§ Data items
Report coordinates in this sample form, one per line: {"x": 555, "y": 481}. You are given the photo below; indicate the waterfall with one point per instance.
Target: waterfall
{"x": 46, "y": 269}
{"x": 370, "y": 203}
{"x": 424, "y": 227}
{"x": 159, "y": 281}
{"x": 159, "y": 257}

§ Task to complete
Please reproduce all of the records exactly as they stand.

§ Exercise response
Report coordinates in this sample form, one per line: {"x": 555, "y": 481}. You are given the photo below; indicate the waterfall with one point per instance.
Target: waterfall
{"x": 46, "y": 269}
{"x": 370, "y": 203}
{"x": 424, "y": 227}
{"x": 159, "y": 281}
{"x": 159, "y": 257}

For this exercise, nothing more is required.